> EXCERTO FORNECIDO:
****************************************
O Sr. José Gama (CDS): - Sr. Presidente, Srs. Deputados: Está na Região Autónoma da Madeira o Sr. Pieter Botha, presidente da África do Sul. As reacções da esquerda portuguesa quiseram tornar esta visita particularmente notada. A esquerda, em suma, não gostou.
Não se extinguindo a história por decreto e, muito menos, por simples declarações parlamentares, ternos boas razões para afirmar que está no funchal o presidente de um país amigo. Não consta da memória deste povo que alguma vez tenha mandado expropriar as casas ou bens de portugueses nem, tão-pouco, que alguma vez tenha arremedado da nossa história. Enquanto em países vizinhos se apeavam estátuas, só porque elas perpetuavam feitos de portugueses, no país do Presidente Pieter Botha erguiam-se estátuas novas, que, ao lado de padrões antigos, aí estão para continuar o nome de Portugal. Diogo Cão lá está na cidade do Cabo para dizer aos homens, novos e velhos, como foi a historia trágico-marítima deste povo que demandou as índias. Não me consta que noutros Estados africanos, curtidos os arroubos revolucionários, se tenha feito regressar Mouzinho de Albuquerque ao seu pedestal inicial ou feito as pazes com as estátuas estilhaçadas de portugueses de antanho.

Vozes do CDS: - Muito bem!

O Orador: - Quando milhares de portugueses de famílias divididas e sem haveres fugiram de Angola e Moçambique, o país do Presidente Pieter Botha abriu-lhes as portas do trabalho e do sossego.
Quando estourava pelas costuras o mundo do emprego em Portugal, o país do Sr. Presidente Botha refazia o sonho de muitas famílias sem responsabilidade alguma nas guerras ou nos empregos que dão sustento e futuro.
Quando nos chegam notícias - que, infelizmente, já circulam sem espanto e com rotina - e nos falam de portugueses cativos, têm sido as fronteiras do país do Presidente Pieter Botha o ponto de encontro da libertação.
Quando as raízes da ira persistem em encontrar uma solução armada para os conflitos da África austral, os presidentes Pieter Botha e Samora Machel juraram calar canhões brindando à saúde da paz e da boa vizinhança.
****************************************
> DADOS REGISTADOS:
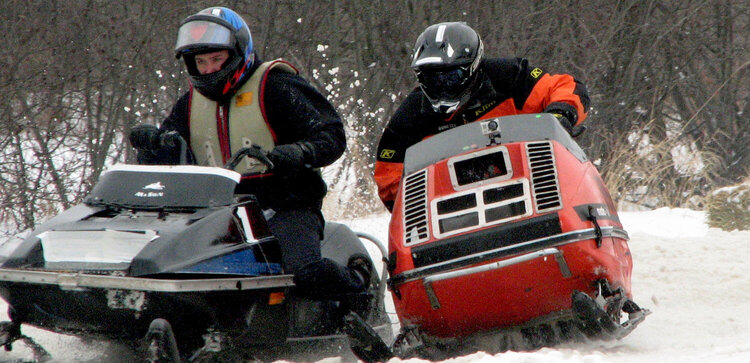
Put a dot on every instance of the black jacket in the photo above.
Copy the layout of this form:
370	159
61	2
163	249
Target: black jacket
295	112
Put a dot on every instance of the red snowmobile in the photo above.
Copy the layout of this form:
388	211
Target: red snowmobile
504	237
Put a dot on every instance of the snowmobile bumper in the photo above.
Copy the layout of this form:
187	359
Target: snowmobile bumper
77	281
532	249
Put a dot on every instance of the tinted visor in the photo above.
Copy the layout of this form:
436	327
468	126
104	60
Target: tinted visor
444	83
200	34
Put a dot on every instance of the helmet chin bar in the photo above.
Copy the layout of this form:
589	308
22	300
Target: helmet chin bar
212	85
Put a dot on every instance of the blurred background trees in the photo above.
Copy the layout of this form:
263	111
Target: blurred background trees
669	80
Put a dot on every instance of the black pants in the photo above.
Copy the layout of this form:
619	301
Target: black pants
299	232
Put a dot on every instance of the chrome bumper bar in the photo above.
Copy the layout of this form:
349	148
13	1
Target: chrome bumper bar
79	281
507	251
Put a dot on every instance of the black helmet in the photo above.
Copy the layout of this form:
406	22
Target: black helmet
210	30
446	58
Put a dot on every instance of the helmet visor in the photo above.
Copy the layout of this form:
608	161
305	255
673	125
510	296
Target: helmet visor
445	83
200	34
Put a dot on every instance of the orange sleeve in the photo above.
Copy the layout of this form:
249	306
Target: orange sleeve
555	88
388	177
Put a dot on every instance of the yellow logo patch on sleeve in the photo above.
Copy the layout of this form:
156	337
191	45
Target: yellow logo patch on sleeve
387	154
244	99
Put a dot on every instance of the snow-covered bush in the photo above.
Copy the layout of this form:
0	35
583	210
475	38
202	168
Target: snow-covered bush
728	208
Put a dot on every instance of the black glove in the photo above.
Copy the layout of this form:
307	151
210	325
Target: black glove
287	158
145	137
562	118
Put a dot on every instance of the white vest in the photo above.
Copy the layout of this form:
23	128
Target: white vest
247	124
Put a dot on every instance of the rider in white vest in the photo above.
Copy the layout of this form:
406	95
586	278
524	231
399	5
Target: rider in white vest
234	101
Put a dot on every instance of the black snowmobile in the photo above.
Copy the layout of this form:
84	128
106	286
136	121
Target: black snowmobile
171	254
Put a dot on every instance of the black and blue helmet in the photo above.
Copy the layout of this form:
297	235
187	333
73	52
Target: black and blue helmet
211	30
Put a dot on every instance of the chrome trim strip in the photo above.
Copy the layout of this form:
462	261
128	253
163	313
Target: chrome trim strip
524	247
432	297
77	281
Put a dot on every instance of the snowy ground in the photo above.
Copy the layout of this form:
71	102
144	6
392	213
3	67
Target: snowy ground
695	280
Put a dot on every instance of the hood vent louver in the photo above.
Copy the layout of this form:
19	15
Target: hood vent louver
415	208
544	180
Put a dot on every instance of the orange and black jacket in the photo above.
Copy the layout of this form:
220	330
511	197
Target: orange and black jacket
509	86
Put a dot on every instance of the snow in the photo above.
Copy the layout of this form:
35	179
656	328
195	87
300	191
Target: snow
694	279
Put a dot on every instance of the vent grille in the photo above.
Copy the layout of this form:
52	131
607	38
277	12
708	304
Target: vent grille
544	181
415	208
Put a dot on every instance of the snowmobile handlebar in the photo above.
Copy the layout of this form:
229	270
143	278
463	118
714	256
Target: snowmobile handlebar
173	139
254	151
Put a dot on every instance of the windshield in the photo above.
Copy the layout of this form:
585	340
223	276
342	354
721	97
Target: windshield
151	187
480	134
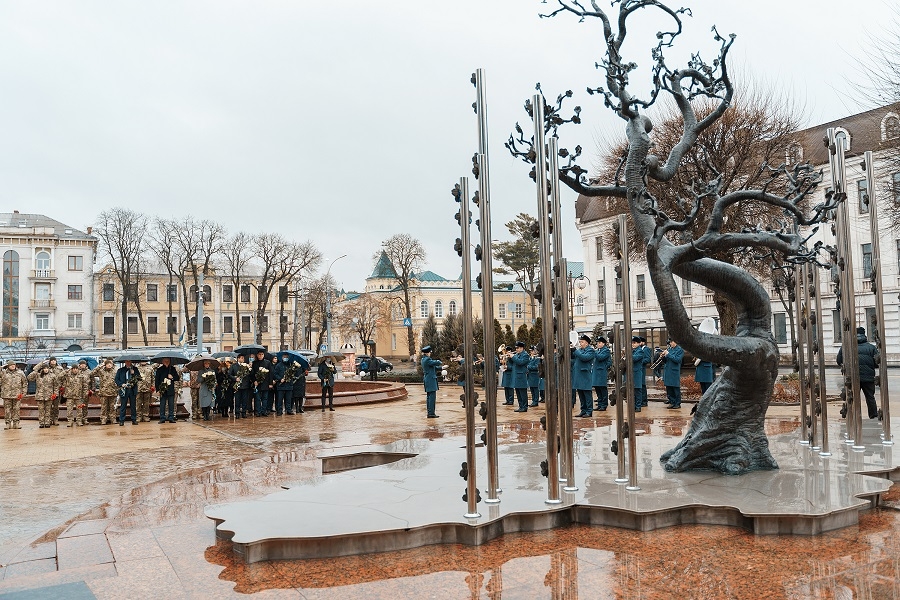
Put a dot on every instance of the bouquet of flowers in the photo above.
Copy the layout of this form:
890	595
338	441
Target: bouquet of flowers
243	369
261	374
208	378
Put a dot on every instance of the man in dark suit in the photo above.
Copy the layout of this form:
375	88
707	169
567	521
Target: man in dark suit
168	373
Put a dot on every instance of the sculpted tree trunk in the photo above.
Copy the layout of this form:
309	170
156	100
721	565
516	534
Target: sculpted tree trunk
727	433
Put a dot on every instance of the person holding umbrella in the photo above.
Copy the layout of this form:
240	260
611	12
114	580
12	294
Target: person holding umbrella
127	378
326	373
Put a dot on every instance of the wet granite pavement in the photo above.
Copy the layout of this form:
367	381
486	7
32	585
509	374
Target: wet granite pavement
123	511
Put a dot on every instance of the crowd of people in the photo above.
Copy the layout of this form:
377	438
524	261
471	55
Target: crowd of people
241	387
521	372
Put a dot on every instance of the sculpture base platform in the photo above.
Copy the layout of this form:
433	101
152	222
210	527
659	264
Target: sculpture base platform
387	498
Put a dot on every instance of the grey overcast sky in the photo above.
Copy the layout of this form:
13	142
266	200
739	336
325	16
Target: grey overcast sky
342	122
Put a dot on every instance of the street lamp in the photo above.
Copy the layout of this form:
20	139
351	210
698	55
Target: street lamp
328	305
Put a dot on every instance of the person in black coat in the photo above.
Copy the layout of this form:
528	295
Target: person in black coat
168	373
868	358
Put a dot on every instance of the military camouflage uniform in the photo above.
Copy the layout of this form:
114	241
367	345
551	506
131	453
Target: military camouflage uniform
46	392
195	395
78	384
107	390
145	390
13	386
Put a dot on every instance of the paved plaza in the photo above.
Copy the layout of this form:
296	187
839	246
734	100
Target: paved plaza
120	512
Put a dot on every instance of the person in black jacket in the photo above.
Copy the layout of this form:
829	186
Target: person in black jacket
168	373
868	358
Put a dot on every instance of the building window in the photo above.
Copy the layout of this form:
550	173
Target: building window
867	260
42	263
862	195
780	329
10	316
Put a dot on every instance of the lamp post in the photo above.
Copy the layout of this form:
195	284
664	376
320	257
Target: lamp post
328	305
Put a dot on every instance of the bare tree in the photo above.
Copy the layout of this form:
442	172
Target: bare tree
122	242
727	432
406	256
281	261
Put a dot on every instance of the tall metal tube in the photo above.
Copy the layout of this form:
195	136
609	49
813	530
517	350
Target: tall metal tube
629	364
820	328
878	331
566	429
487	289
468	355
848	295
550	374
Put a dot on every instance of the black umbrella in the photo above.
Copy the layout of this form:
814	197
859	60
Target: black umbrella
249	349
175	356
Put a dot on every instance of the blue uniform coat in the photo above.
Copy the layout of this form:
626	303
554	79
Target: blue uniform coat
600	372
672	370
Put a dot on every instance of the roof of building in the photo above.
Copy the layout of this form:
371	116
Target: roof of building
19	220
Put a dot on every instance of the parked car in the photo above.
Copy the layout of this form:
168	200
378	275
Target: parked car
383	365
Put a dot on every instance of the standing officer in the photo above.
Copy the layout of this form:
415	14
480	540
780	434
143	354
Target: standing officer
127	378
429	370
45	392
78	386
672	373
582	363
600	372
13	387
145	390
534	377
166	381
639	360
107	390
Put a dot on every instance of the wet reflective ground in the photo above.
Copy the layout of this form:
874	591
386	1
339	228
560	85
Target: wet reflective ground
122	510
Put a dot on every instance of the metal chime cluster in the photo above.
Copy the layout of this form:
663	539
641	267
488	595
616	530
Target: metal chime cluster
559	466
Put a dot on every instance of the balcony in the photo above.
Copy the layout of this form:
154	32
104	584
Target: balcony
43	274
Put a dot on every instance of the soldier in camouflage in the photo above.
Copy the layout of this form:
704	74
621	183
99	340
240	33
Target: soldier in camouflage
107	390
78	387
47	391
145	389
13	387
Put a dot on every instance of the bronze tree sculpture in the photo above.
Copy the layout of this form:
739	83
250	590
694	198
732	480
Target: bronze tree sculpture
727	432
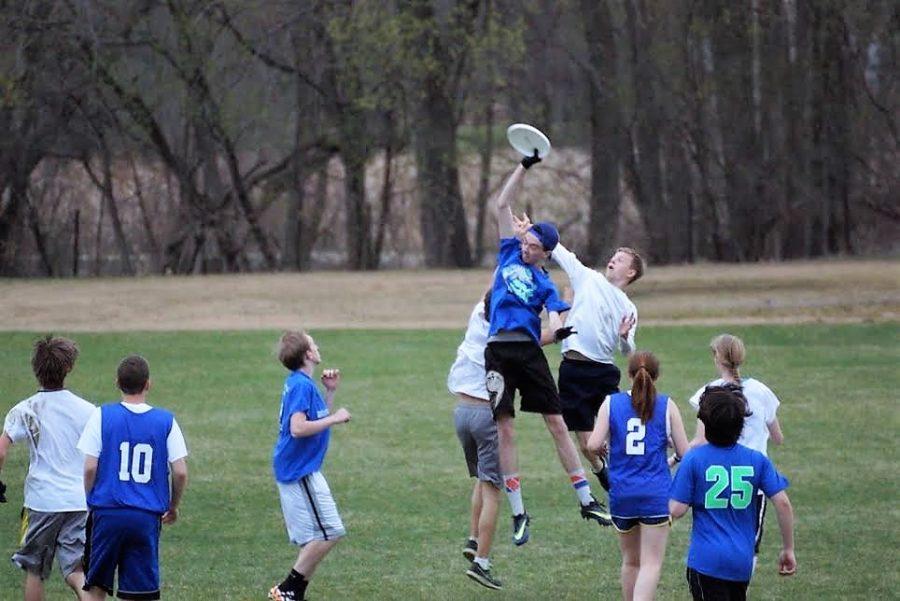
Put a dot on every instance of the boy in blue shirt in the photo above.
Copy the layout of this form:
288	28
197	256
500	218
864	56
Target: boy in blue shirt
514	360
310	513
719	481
****************************************
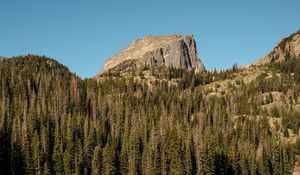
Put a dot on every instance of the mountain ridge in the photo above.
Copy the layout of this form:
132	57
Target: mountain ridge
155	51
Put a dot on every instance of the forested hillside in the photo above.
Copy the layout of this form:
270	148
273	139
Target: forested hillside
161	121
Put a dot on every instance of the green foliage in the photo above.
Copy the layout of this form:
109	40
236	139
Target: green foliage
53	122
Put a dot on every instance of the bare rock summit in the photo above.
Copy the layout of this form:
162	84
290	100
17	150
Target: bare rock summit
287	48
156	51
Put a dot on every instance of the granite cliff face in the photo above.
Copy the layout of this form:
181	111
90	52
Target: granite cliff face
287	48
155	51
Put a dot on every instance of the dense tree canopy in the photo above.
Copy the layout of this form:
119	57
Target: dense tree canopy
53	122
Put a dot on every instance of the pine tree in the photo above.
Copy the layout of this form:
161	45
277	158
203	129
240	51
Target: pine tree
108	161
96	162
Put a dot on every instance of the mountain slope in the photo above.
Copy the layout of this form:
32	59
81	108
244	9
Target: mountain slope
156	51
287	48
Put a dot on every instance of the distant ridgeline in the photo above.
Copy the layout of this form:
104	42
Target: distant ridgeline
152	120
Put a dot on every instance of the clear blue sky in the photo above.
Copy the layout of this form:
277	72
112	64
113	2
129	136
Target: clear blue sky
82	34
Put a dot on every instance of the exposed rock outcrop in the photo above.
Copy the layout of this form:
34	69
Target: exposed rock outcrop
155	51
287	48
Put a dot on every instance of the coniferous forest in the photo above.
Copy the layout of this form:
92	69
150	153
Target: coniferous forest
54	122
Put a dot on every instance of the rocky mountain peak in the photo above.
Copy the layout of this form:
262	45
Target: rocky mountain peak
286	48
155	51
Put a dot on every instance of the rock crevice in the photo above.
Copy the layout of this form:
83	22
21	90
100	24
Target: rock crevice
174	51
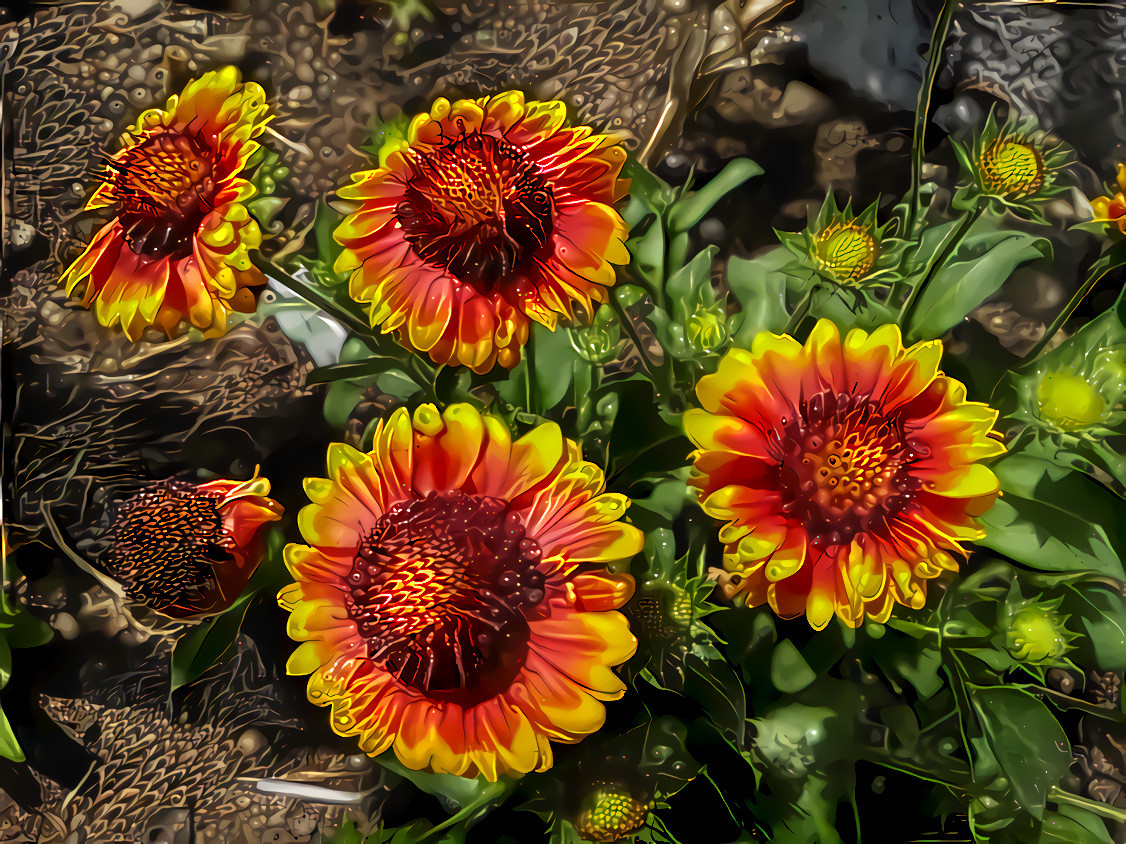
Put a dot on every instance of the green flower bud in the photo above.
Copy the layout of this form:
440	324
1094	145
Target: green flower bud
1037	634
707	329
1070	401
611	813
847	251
****************************************
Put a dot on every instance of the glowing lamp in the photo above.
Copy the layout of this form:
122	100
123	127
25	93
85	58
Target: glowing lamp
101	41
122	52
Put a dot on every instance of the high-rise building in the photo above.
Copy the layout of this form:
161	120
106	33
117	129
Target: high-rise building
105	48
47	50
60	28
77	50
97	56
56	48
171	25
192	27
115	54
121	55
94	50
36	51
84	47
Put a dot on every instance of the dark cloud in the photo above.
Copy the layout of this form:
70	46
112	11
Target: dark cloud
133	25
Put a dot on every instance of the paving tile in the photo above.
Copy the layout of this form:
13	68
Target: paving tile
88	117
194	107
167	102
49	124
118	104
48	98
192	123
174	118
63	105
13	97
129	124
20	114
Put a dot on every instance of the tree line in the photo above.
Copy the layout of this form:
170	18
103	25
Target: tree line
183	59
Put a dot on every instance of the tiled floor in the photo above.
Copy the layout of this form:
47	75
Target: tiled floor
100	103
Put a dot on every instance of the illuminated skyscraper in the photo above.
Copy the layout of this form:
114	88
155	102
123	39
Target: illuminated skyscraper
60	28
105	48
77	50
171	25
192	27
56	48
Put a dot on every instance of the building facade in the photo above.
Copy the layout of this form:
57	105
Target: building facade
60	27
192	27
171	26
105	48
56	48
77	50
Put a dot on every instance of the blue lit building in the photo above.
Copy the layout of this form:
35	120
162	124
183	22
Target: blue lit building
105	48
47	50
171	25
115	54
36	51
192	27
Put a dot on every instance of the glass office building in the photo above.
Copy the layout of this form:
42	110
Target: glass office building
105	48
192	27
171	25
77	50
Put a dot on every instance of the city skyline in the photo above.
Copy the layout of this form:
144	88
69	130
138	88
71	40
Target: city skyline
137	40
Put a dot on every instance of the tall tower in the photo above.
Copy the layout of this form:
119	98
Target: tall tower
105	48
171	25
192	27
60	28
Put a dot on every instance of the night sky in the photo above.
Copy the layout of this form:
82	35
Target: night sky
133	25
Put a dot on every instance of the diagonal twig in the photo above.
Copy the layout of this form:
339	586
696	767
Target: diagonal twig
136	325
****************************************
> O QUE SE PEDE:
- A) Transcreva do excerto fornecido o trecho que começa nas palavras "Vozes do CDS: - Muito" e termina depois de "da boa vizinhança.".
- B) Extraia todas as linhas das entradas que contenham a palavra "blurred", tendo em conta maiúsculas e minúsculas.

> RESPOSTAS ESPERADAS:
- A)
Vozes do CDS: - Muito bem!

O Orador: - Quando milhares de portugueses de famílias divididas e sem haveres fugiram de Angola e Moçambique, o país do Presidente Pieter Botha abriu-lhes as portas do trabalho e do sossego.
Quando estourava pelas costuras o mundo do emprego em Portugal, o país do Sr. Presidente Botha refazia o sonho de muitas famílias sem responsabilidade alguma nas guerras ou nos empregos que dão sustento e futuro.
Quando nos chegam notícias - que, infelizmente, já circulam sem espanto e com rotina - e nos falam de portugueses cativos, têm sido as fronteiras do país do Presidente Pieter Botha o ponto de encontro da libertação.
Quando as raízes da ira persistem em encontrar uma solução armada para os conflitos da África austral, os presidentes Pieter Botha e Samora Machel juraram calar canhões brindando à saúde da paz e da boa vizinhança.

- B)
Put a dot on every instance of the blurred background trees in the photo above.
Target: blurred background trees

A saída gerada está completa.